:: READING TEXT ::
§ §

Symmetry is a goal in alar base modification. Asymmetry is reduced with careful pre-operative measurement and caliper use. Achieving perfectly symmetric nostrils with preexisting nostril asymmetries is nearly impossible. Cinelli describes a technique to minimize post-operative asymmetry called the “Calibrated Weir Operation”.39 It involves drawing a midcolumellar line from the nasolabial angle to the midpoint of the upper vermillion border, then bisecting this line and the columella with another perpendicular line. From the intersection of the two lines, one may measure the distance to the medial and lateral borders of a nasal base excision. Similarly, the senior author has found that precise identification of the midcolumella and lateral starting point of the nasal sill with calibrated precise removal of tissue has resulted in excellent symmetrical post-operative results.1
In certain cases of alar base refinement, asymmetry is especially complex. Cleft lip and palate cases and traumatic injury can lead to alar base asymmetries that are difficult to manage because the surrounding tissue is not uniform. Mazzola explains that unilateral alar base reduction can be achieved using a z-plasty technique in patients with cleft lips.40 On the other hand, trauma is usually associated with unpredictable swelling in the acute period and delayed repair must be considered.
Nostril stenosis is a surgical error of commission and can be avoided by conservative and appropriate narrowing. Adamson contended that the most restrictive anatomical region of the airway is the internal valve and in most cases with wide alar bases it would likely require a significant alar base reduction or concomitant external valvular pathology for the reduction to have any impact on the nasal airway.41 Surgical correction of overly narrowed nostrils is difficult and can involve a composite graft, local flap, and/or stent placement.42 In addition, alar bases which are excessively narrowed may require techniques which are not yet established to widen and provide an adequate airway and natural contour to the nostril.

§ §

:: REQUIRED WORK ::
1) Copy the passage of the alar base text from "Nostril stenosis is" to "to the nostril.".
2) Carry on the alar base text from the point where it stops.

§ §

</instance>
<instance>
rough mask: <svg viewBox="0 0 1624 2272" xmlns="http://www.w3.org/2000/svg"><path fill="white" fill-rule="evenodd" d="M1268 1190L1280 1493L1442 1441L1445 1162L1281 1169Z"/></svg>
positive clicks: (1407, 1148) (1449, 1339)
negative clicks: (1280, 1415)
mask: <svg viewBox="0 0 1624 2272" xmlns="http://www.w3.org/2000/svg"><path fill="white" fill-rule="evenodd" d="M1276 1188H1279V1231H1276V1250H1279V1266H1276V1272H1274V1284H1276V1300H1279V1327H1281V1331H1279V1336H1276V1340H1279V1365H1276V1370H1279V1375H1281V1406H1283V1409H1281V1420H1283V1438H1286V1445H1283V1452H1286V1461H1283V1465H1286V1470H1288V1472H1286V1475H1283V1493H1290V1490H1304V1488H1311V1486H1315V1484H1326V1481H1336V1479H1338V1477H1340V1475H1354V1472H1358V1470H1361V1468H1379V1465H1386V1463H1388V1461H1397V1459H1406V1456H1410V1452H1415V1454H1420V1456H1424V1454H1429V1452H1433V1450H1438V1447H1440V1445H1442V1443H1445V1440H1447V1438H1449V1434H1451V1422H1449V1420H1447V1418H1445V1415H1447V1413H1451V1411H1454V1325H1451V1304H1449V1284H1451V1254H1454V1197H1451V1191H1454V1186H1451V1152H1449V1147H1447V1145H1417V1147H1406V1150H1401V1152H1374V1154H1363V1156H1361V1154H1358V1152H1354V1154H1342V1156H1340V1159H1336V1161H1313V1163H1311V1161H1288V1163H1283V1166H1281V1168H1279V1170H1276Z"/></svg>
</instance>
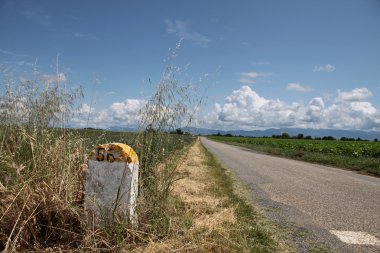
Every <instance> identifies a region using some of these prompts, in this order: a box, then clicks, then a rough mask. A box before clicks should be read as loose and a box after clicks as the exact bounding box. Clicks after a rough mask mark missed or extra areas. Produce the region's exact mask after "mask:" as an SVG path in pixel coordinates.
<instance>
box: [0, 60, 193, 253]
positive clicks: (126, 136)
mask: <svg viewBox="0 0 380 253" xmlns="http://www.w3.org/2000/svg"><path fill="white" fill-rule="evenodd" d="M175 71H176V69H175V68H173V67H171V66H168V67H167V69H166V71H165V72H164V74H163V77H162V79H161V81H160V83H159V84H158V85H157V90H156V92H155V93H154V94H153V96H152V98H151V99H150V100H149V101H148V103H147V105H146V107H145V108H144V109H143V110H142V111H141V117H140V119H141V120H140V129H139V131H138V132H137V133H115V132H110V131H103V130H96V129H83V130H75V129H68V128H67V123H68V122H69V121H70V117H71V116H72V114H73V112H75V109H76V105H78V104H79V101H80V99H81V98H82V96H83V94H82V91H81V90H80V89H69V88H67V87H66V84H64V83H62V82H60V79H59V78H58V77H57V78H56V83H44V82H43V80H41V78H39V77H38V73H37V72H34V74H35V75H33V76H32V77H31V78H30V79H28V80H26V79H25V78H22V79H21V78H18V77H13V76H12V75H9V76H5V75H3V76H2V80H1V86H0V91H1V93H0V156H1V160H0V251H2V250H4V252H13V251H45V250H50V251H51V250H53V251H59V250H67V251H105V252H115V251H121V250H133V249H135V248H136V247H139V246H140V245H144V244H146V243H147V242H150V241H155V240H160V239H161V238H163V237H164V236H166V235H167V233H168V227H169V224H170V222H171V218H170V213H169V211H170V208H171V203H170V202H169V201H168V196H169V193H170V191H171V189H172V185H173V183H174V181H175V179H176V168H177V166H178V165H179V158H180V157H181V155H182V154H183V152H184V150H185V149H186V147H187V146H189V145H190V144H191V143H192V142H193V140H194V138H193V137H192V136H191V135H186V134H183V132H182V131H178V133H177V131H175V130H176V129H177V128H178V126H180V125H182V124H185V125H186V119H187V118H188V117H189V113H188V109H187V108H191V107H190V106H189V104H188V103H189V99H188V98H189V97H190V94H189V92H190V91H189V89H190V86H189V85H182V84H181V83H179V81H178V80H176V79H175V77H174V74H175ZM57 73H59V71H57ZM170 132H172V133H170ZM173 132H175V134H174V133H173ZM108 142H123V143H127V144H129V145H131V146H132V147H133V148H134V149H135V150H136V151H137V153H138V155H139V158H140V181H139V198H138V204H137V206H138V210H137V211H138V217H139V222H138V227H132V226H131V224H129V223H128V222H127V221H128V219H127V217H118V218H117V219H114V220H112V221H109V222H107V226H100V225H99V226H98V225H95V226H89V223H88V221H87V219H86V212H87V211H86V210H85V209H84V207H83V202H84V194H85V193H84V181H85V178H86V174H87V165H86V164H87V158H88V155H89V153H90V151H91V150H92V149H93V148H95V147H96V146H97V145H99V144H102V143H108Z"/></svg>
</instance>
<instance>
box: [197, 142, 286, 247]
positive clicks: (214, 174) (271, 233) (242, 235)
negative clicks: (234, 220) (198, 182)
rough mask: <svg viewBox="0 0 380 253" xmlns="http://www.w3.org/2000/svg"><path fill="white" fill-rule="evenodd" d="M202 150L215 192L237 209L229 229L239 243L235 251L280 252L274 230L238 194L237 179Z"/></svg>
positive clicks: (278, 245) (227, 203)
mask: <svg viewBox="0 0 380 253" xmlns="http://www.w3.org/2000/svg"><path fill="white" fill-rule="evenodd" d="M202 149H203V152H204V153H205V154H206V158H207V160H206V165H207V167H208V168H209V170H210V172H211V175H212V176H213V178H214V180H215V185H214V187H213V191H214V192H215V194H216V195H217V196H220V197H223V198H225V201H224V203H223V204H224V205H226V206H233V207H234V208H235V217H236V223H235V224H234V225H233V226H231V227H230V229H229V236H230V238H231V240H232V241H234V242H235V243H236V244H234V247H232V249H233V250H234V251H236V252H275V251H279V245H278V243H277V242H276V241H275V240H274V239H273V237H272V233H273V231H270V229H268V227H267V226H266V225H265V223H264V222H263V221H262V220H261V219H262V218H261V217H260V216H259V215H258V213H257V212H256V211H255V210H254V209H253V207H252V206H251V205H250V204H249V203H247V201H246V200H245V199H244V198H243V197H241V196H239V195H238V194H237V193H236V191H235V186H234V180H233V178H232V177H231V175H229V174H228V171H227V170H226V169H225V168H223V167H222V166H221V165H220V163H219V162H218V161H217V160H216V159H215V158H214V156H213V155H212V154H211V153H209V152H208V151H207V150H206V149H205V148H204V147H202Z"/></svg>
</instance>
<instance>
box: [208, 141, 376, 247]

§ §

:: TASK-BY-TASK OUTPUTS ::
1)
Nostril stenosis is a surgical error of commission and can be avoided by conservative and appropriate narrowing. Adamson contended that the most restrictive anatomical region of the airway is the internal valve and in most cases with wide alar bases it would likely require a significant alar base reduction or concomitant external valvular pathology for the reduction to have any impact on the nasal airway.41 Surgical correction of overly narrowed nostrils is difficult and can involve a composite graft, local flap, and/or stent placement.42 In addition, alar bases which are excessively narrowed may require techniques which are not yet established to widen and provide an adequate airway and natural contour to the nostril.

2)
A “tear drop” or “Q” deformity may result from overly aggressive excisions of the lateral alar wall. This deformity is noticed at the base of the nostril where the nostril rim forms the circular part of the “Q” and the tail is the scar. The phrase, “preserve the curve” was coined to highlight the importance of preserving the alar-facial groove. Toriumi has noted that meticulous closure has minimized this deformity and hidden resultant scars satisfactorily.43
A “tent pole” appearance can result from a combination of reduction of alar flare by excessive nasal ala narrowing along with increased tip projection. This deformity is challenging to fix because it requires deprojection of the nasal tip, the addition of bulk to the nasal base, or widening the alar rims. Aside from deprojection of the tip, repair remains uncharted.
Finally, a bowling pin deformity can result in a subset of patients. If the patient has a vertically oriented alar axis and undergoes alar resection, the alar axis will then point inferiorly and medially. The nasal tip will remain bulbous. The patient is likely to develop a disproportionately narrow or “pinched” nasal base, known as a bowling pin deformity. Techniques which narrow the overall nasal base, such as an alar release, avoid that problem.35
Upon the completion of rhinoplasty, attention should be turned to the nasal base. Alar base refinement has the potential to significantly improve facial harmony. There are many techniques available to improve the alar base. An appreciation of the causes, treatments, and pitfalls of alar base modification will aid the surgeon in creating symmetry and beauty.
The biggest challenge of alar base modification is predicting the final result. One of the most difficult complications to overcome is over-resection. Under-resection can always be revised, but over-resection may cause irreversible tissue loss and deformity. Regardless of the type of modification, a conservative approach to alar base refinement is essential. It is easy to trim and challenging to add to the alar base.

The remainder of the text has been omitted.